Exercise brief - Begin at the line containing "Target: olive green romper" in the entries below and end at the line containing "Target: man's outstretched arm"; transcribe that range exactly and nothing outside it.

Extracted material -
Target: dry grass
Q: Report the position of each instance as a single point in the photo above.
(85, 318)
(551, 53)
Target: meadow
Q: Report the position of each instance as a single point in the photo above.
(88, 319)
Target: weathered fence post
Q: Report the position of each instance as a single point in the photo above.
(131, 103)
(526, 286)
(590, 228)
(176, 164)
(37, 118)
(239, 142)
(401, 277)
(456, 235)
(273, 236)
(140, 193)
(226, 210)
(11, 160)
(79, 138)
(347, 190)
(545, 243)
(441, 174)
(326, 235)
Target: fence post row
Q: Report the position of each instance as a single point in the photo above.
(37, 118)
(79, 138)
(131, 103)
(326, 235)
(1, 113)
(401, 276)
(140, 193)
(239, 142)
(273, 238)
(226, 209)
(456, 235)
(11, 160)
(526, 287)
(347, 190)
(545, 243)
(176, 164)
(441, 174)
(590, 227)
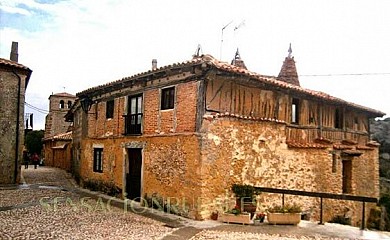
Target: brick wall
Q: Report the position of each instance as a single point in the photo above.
(8, 116)
(256, 153)
(155, 121)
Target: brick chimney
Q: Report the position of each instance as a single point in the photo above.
(154, 64)
(14, 52)
(288, 72)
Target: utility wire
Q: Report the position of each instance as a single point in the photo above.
(43, 111)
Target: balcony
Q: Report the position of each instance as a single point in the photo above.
(307, 134)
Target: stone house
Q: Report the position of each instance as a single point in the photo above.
(14, 78)
(58, 151)
(187, 131)
(57, 147)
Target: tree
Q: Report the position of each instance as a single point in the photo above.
(34, 142)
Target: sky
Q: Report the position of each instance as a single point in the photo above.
(340, 47)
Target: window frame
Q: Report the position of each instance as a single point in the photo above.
(110, 108)
(339, 118)
(98, 159)
(168, 98)
(295, 103)
(134, 118)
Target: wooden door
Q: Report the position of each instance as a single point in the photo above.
(133, 178)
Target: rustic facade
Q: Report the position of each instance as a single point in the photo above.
(58, 151)
(14, 78)
(188, 131)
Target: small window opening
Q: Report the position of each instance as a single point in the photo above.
(62, 104)
(110, 109)
(295, 111)
(168, 98)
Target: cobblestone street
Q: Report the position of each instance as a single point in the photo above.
(51, 206)
(53, 213)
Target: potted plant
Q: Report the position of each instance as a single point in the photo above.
(259, 218)
(287, 214)
(214, 215)
(235, 216)
(245, 197)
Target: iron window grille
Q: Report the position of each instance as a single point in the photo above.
(168, 98)
(110, 109)
(98, 160)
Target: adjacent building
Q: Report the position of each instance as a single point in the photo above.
(14, 78)
(186, 132)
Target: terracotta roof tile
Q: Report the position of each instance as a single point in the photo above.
(271, 80)
(63, 94)
(13, 64)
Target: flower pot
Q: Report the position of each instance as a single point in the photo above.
(284, 218)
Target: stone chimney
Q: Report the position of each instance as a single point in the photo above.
(288, 72)
(14, 52)
(154, 64)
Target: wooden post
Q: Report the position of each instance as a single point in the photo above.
(321, 212)
(363, 216)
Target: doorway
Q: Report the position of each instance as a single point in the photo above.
(347, 176)
(134, 174)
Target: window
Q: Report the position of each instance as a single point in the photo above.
(338, 119)
(295, 111)
(168, 98)
(110, 109)
(62, 104)
(334, 163)
(98, 159)
(133, 120)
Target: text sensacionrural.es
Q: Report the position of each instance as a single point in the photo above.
(171, 204)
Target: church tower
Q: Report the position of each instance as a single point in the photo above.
(288, 72)
(55, 123)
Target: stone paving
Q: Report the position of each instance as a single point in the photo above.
(55, 214)
(51, 206)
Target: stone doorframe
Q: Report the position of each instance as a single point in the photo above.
(125, 146)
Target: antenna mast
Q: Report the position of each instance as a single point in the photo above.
(220, 54)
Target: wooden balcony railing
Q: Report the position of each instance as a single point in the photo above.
(305, 134)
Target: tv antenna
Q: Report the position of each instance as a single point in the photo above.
(220, 54)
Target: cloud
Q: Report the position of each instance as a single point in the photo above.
(15, 10)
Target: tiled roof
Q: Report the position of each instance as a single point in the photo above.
(13, 64)
(224, 66)
(63, 94)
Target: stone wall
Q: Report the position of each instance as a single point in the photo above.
(170, 167)
(256, 153)
(8, 119)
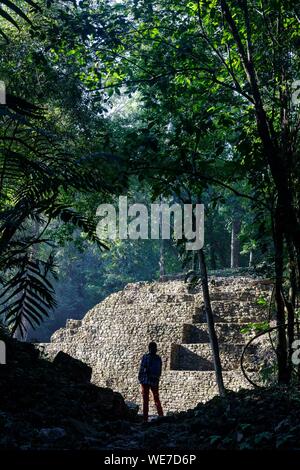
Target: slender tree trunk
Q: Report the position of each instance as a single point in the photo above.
(291, 302)
(235, 243)
(210, 323)
(281, 350)
(250, 259)
(162, 270)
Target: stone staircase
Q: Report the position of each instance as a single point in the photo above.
(112, 337)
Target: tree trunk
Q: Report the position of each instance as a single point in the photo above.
(235, 243)
(250, 259)
(162, 270)
(210, 323)
(281, 350)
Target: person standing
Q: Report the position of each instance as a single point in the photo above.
(149, 376)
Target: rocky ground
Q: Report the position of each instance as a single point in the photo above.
(47, 405)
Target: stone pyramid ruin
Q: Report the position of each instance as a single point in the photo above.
(113, 336)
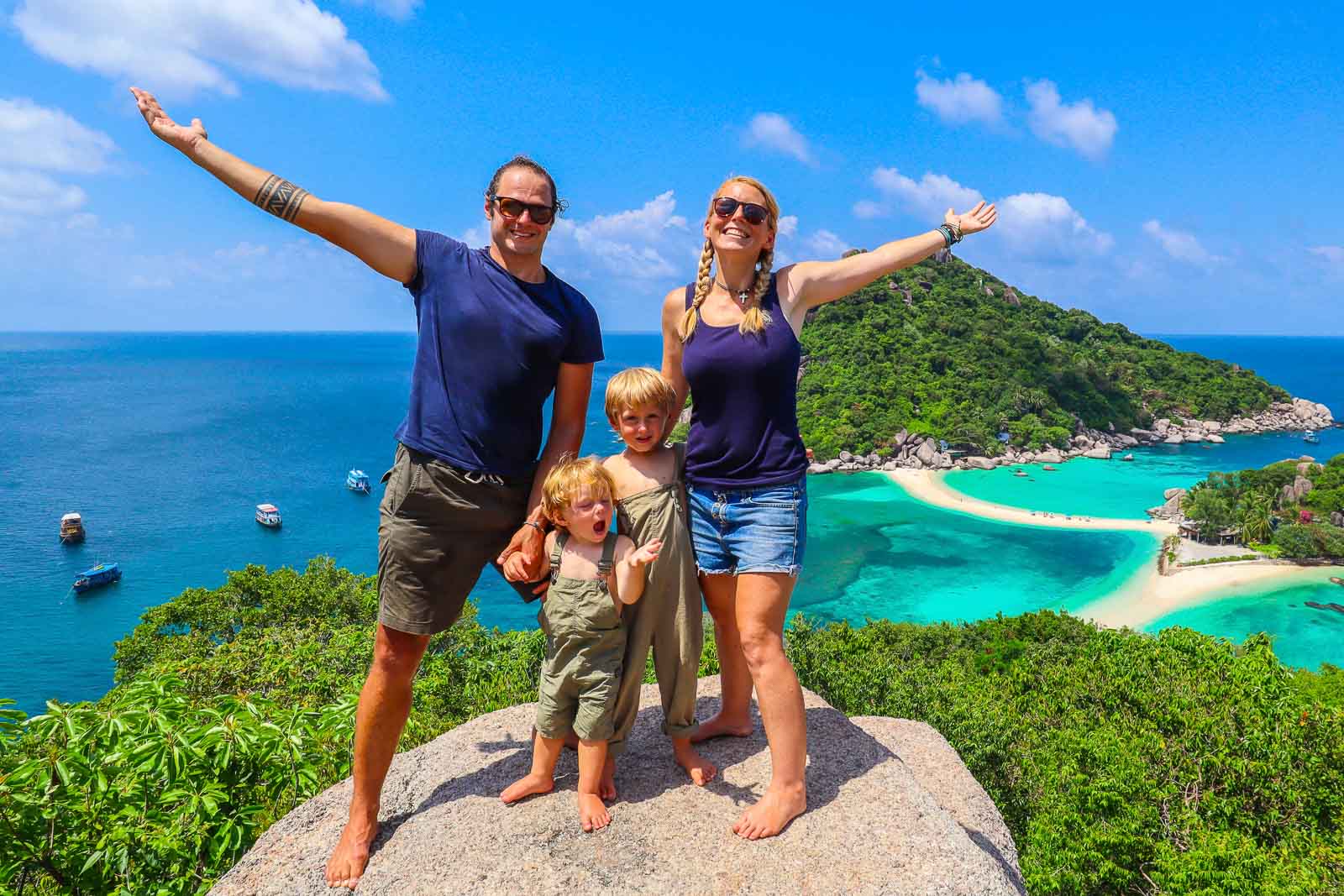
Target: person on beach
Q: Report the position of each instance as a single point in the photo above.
(651, 506)
(595, 571)
(732, 338)
(497, 335)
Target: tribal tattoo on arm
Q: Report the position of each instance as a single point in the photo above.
(280, 197)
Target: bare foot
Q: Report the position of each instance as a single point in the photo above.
(721, 727)
(347, 862)
(528, 786)
(606, 786)
(702, 770)
(773, 813)
(593, 815)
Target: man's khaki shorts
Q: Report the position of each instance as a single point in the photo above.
(438, 527)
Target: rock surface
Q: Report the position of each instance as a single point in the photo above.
(891, 810)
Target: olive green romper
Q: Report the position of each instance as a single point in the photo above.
(667, 617)
(585, 642)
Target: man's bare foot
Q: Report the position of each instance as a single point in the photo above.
(593, 815)
(606, 786)
(702, 770)
(721, 727)
(528, 786)
(351, 855)
(773, 813)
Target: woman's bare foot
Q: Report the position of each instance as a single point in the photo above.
(528, 786)
(593, 815)
(722, 727)
(773, 813)
(347, 862)
(702, 770)
(606, 786)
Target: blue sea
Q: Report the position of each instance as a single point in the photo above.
(167, 443)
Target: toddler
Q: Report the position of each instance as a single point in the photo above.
(595, 573)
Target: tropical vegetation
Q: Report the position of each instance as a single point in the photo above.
(1122, 762)
(951, 351)
(1287, 506)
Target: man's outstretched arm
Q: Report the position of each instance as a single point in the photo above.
(385, 246)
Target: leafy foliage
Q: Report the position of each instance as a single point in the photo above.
(964, 364)
(1122, 763)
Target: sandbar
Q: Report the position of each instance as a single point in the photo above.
(1147, 595)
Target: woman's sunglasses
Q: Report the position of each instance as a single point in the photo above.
(511, 208)
(727, 206)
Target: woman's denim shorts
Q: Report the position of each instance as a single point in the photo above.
(761, 530)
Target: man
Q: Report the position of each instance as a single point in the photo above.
(497, 333)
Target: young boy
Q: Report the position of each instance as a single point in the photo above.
(595, 571)
(652, 506)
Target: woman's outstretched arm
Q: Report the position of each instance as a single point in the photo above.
(806, 285)
(385, 246)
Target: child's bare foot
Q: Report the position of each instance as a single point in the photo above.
(702, 770)
(533, 783)
(606, 786)
(721, 727)
(347, 862)
(593, 815)
(773, 813)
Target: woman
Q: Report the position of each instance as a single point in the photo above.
(732, 338)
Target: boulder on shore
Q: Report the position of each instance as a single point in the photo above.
(891, 809)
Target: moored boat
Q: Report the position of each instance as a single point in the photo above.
(358, 481)
(268, 515)
(71, 528)
(97, 577)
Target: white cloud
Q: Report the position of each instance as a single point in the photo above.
(931, 196)
(773, 130)
(1046, 228)
(38, 137)
(826, 244)
(1180, 244)
(1077, 125)
(398, 9)
(187, 46)
(958, 100)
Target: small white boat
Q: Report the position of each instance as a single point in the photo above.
(358, 481)
(268, 515)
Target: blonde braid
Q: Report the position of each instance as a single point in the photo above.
(702, 291)
(756, 318)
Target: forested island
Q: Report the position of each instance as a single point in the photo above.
(1121, 762)
(949, 351)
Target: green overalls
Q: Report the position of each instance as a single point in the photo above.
(667, 617)
(585, 642)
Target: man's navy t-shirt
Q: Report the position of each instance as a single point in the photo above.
(490, 351)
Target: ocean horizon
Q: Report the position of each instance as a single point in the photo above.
(165, 441)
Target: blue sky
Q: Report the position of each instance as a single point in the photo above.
(1173, 168)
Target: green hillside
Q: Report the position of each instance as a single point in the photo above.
(948, 349)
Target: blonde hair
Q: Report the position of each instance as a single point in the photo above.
(638, 387)
(756, 318)
(568, 479)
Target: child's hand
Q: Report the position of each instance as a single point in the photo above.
(644, 555)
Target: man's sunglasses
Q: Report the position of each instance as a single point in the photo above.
(511, 208)
(727, 206)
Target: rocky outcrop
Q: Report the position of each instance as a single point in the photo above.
(891, 809)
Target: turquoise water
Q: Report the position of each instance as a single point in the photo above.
(1124, 490)
(165, 443)
(875, 553)
(1303, 636)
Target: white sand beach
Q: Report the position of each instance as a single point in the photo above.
(1148, 595)
(927, 486)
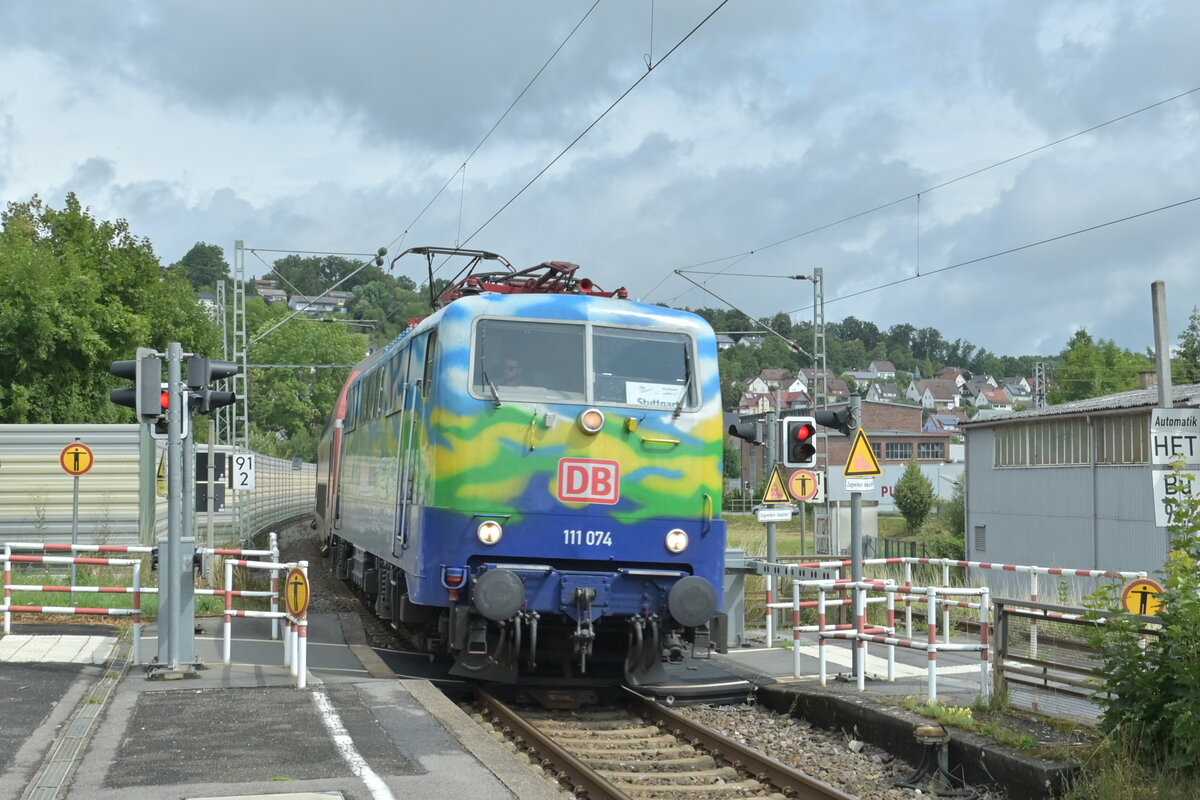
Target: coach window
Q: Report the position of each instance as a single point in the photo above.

Written response -
Target: olive green romper
Q: Report the position of each instance as a single point in the photo above.
(667, 617)
(585, 642)
Target: man's bare foot
Q: Report the position of each instance as a single point in the photo above.
(593, 815)
(606, 786)
(702, 770)
(721, 727)
(528, 786)
(351, 855)
(773, 813)
Target: woman's bare foot
Q: Report the position of each instance as a single point in the photo above.
(528, 786)
(593, 815)
(722, 727)
(773, 813)
(347, 862)
(702, 770)
(606, 786)
Target: blue sea
Q: Report the position of each instance as a single point in the photo above.
(167, 443)
Target: toddler
Q: Report the position of each instance as a single point in the photo above.
(595, 573)
Target: tropical vegetation
Q: Report the position of each instance as a single point in the photo above.
(1122, 762)
(951, 351)
(1287, 506)
Target: man's outstretched arm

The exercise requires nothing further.